TASKS TO CARRY OUT:
1. In the comment thread on Saddam Hussein, what reason does the last commenter give for why the United States supported him?
2. Pick up the comment thread on Saddam Hussein after its final sentence and keep it going.

SOURCE EXTRACT:
━━━━━━━━━━━━━━━━━━━━

While I'm with you on this issue in general, what the hell do Muslims have to do with anything specifically today? The latest recurrence of "Saddam was America's puppet" around here came from Arnold, who's about as far from a Muslim as any Wisconsinite could be.

This statement...


Americaphobia: it's as real as Islamophobia, but too many Muslims are too stupid to recognize this reality.


...though harshly worded, is true. But I'm not sure why it's relevant today. Arnold's comments today reflect a strong and consistent isolationism, but no Americaphobia.
10.14.2007 6:06pm
Dean Esmay:
Oh, just read Ali Eteraz's bulshit. We were once nice in some way to Saddam Hussein, therefore, we are responsible for everything he ever did.

Racist garbage that this is, it's actually given respect on the left.
10.14.2007 6:16pm
Snippet:
Can I just say something?

Thank you.

We "supported" Saddam Hussein, to the extent we did, because he antagonized Iran.

In other words, we acknowledged the unpleasant reality in that Allah-forsaken hellhole called, "The Middle East," and did the best we could with the sucky reality we found there.

━━━━━━━━━━━━━━━━━━━━

GIVEN ENTRIES:

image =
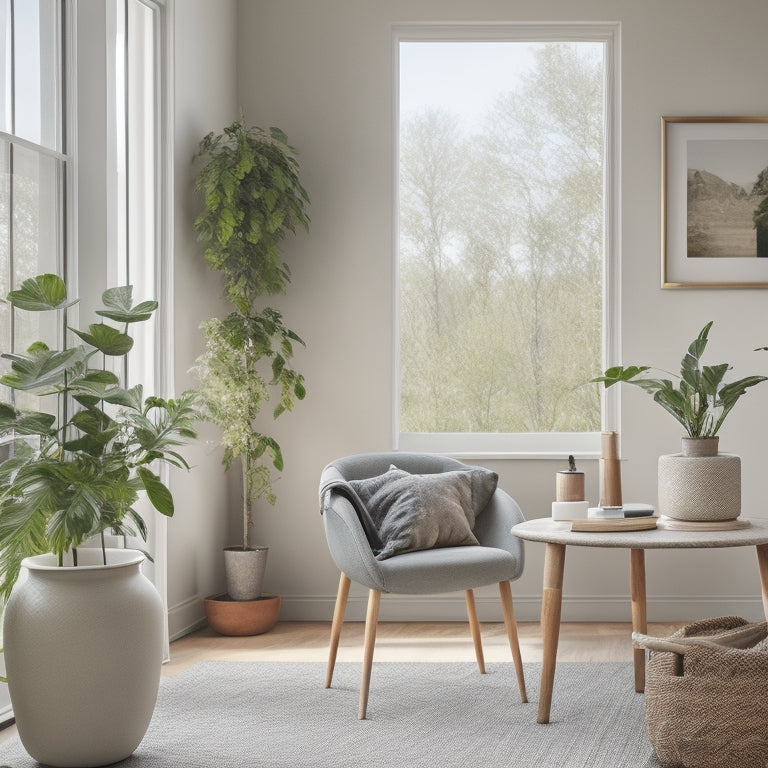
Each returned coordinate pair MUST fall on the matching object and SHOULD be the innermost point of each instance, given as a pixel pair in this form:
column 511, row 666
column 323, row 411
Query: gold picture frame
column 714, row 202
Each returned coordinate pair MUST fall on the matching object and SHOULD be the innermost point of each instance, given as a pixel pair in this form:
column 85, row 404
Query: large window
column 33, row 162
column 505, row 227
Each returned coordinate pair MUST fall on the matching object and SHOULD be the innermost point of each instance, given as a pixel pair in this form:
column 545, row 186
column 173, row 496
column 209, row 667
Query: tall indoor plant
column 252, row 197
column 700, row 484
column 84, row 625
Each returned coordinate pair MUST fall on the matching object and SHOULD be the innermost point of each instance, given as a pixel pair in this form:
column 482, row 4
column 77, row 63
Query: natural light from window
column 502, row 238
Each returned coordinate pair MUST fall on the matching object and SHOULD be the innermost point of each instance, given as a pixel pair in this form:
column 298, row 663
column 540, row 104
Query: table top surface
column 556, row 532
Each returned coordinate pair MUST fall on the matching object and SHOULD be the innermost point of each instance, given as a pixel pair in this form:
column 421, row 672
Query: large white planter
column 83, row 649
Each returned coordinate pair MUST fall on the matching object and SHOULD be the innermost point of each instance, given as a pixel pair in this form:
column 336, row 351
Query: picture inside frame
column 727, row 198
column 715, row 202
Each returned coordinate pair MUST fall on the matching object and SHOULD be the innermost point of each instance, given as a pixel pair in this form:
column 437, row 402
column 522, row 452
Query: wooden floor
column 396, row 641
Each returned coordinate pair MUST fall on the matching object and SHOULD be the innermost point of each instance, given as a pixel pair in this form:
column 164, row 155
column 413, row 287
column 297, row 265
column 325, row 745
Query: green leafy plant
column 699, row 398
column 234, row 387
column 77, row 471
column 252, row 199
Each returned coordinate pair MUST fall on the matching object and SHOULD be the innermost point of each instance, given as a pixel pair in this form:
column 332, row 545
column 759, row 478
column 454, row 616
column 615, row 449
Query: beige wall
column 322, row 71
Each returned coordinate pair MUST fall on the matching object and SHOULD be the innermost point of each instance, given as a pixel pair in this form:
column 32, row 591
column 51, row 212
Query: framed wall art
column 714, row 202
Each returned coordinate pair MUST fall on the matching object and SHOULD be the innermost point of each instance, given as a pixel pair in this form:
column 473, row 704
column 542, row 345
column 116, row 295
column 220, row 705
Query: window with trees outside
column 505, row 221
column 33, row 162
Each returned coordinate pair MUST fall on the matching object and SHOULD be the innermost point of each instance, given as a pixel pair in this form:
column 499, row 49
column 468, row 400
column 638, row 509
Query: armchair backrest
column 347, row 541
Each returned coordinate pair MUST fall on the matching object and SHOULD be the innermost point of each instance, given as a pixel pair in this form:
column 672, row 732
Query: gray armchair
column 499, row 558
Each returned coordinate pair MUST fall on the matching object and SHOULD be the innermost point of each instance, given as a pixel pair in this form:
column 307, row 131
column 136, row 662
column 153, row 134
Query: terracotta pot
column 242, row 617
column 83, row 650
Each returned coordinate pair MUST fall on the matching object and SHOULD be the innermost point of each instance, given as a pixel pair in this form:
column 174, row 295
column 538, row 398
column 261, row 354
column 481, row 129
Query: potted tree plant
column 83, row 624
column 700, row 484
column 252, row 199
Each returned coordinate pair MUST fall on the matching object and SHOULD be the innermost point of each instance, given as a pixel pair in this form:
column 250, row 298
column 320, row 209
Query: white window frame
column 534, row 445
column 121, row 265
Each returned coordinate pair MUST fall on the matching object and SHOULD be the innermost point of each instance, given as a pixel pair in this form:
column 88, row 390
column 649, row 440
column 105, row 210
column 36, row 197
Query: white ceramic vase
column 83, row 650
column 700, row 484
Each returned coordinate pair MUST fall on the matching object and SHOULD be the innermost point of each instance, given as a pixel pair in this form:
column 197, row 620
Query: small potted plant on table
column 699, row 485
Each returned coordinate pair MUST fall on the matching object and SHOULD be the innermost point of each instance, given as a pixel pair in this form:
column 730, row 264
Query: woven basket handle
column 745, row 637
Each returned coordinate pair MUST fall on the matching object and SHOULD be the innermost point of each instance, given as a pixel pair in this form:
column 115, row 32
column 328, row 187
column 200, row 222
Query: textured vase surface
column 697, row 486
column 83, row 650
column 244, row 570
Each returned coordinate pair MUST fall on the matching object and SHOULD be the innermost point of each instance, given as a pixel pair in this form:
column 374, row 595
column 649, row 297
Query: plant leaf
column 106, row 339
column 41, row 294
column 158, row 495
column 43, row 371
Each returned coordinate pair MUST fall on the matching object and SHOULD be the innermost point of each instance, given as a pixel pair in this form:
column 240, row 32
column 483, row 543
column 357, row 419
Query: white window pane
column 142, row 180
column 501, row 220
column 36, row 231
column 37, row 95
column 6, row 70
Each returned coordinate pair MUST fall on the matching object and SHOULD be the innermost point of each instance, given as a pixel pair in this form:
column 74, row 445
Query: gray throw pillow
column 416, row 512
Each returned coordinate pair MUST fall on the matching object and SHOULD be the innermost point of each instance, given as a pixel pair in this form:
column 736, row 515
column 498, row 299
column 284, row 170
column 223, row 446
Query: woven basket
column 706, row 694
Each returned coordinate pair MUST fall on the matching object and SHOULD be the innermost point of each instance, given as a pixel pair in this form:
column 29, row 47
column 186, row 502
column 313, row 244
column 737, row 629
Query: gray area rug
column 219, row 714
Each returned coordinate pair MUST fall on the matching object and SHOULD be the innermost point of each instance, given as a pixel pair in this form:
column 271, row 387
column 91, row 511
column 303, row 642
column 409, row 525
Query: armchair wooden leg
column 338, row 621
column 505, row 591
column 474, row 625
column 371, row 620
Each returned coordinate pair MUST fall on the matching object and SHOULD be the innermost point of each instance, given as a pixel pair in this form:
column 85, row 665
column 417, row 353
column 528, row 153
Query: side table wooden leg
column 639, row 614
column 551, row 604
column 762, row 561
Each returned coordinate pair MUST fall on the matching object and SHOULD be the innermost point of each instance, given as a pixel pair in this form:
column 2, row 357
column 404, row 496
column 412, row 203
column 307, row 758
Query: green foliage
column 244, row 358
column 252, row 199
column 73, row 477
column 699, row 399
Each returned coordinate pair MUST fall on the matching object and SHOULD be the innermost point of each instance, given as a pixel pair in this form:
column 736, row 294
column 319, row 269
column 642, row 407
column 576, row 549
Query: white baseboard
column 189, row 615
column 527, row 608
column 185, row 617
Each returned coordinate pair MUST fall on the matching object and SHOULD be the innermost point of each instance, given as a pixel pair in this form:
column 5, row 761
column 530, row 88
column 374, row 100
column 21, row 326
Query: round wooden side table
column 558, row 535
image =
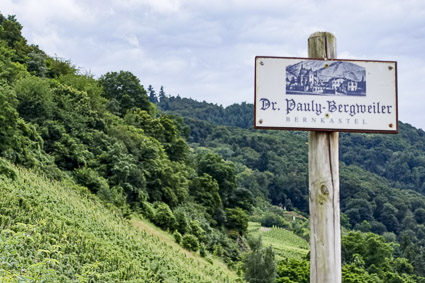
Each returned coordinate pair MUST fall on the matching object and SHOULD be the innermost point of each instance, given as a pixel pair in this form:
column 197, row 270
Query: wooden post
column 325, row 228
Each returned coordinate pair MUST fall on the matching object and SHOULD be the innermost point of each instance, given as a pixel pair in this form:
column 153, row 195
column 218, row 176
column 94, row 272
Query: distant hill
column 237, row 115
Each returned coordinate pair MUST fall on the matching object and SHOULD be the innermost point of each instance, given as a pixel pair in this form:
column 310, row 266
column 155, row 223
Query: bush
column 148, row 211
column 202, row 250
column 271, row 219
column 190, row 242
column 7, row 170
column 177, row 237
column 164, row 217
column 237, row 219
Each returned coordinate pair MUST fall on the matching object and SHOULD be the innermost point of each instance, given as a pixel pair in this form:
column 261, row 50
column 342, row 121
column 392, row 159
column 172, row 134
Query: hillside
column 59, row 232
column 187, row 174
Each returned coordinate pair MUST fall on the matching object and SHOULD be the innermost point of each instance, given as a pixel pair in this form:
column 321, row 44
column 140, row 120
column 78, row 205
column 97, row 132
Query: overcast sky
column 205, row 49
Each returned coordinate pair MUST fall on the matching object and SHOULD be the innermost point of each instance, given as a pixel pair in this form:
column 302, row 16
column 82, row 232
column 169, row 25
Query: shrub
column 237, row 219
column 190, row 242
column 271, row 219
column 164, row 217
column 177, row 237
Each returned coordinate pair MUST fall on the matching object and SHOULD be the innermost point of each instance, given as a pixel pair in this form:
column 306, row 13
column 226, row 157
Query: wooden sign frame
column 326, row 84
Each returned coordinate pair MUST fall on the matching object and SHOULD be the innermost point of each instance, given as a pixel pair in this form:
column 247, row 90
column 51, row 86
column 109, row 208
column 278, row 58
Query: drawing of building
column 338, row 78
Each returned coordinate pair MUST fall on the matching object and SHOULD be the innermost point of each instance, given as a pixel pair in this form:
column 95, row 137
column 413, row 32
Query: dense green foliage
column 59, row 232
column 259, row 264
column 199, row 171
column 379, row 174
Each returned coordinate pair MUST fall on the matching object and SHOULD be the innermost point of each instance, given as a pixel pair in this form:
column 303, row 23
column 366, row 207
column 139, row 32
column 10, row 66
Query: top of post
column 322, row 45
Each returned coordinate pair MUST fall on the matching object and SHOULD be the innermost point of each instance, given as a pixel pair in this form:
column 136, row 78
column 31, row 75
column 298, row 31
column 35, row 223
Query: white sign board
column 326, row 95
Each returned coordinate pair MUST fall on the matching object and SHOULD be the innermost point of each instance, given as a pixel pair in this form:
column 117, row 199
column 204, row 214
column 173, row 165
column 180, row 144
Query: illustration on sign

━━━━━━━━━━━━━━━━━━━━

SOLVED TASKS:
1. He antagonized Iran.

2.
I believe that's called, "Realism."
10.14.2007 6:17pm
Arnold Harris (mail):
Dean, maybe you ought to do yourself a favor on click up:

http://www.gwu.edu/~nsarchiv/NSAEBB/NSAEBB82

I would have linked it, but the linking procedure on your site doesn't seem to work with my Windows XP.

In any case, that will get you into the National Security Archive Briefing Book Number 82, edited by Joyce Battle, Feb 25, 2003.

There, you can read for yourself facts from our government's own documents, extracted under the Freedom of Information Act, about the "tilt" of the US government toward Saddam Hussein and his regime during the administration of President Ronald W Reagan.

I have a long memory, Dean. It has served me very well and it goes back to the late 1930s, even before I entered kindergarten in Chicago's Hyde Park neighborhood in Sep 1939. So I don't easily forget details as important as that "tilt" toward Saddam Hussein that occurred at length just a quarter-century ago.

And as everybody on Dean's World well knows, I call shots as I see them.

Arnold Harris
Mount Horeb WI
10.14.2007 6:40pm
John_B (mail) (www):
The 'tilt' toward Saddam can best be described as: He's the less odious of two bad choices.

The US stepped in when it looked like Iraq might lose the Iran-Iraq War, not to help him win it. As it was, both sides did manage to lose.

That was considered to be a win for everyone else. Didn't quite work out that way, of course, but no one in the USG was shedding tears for either Iraqis or Iranians.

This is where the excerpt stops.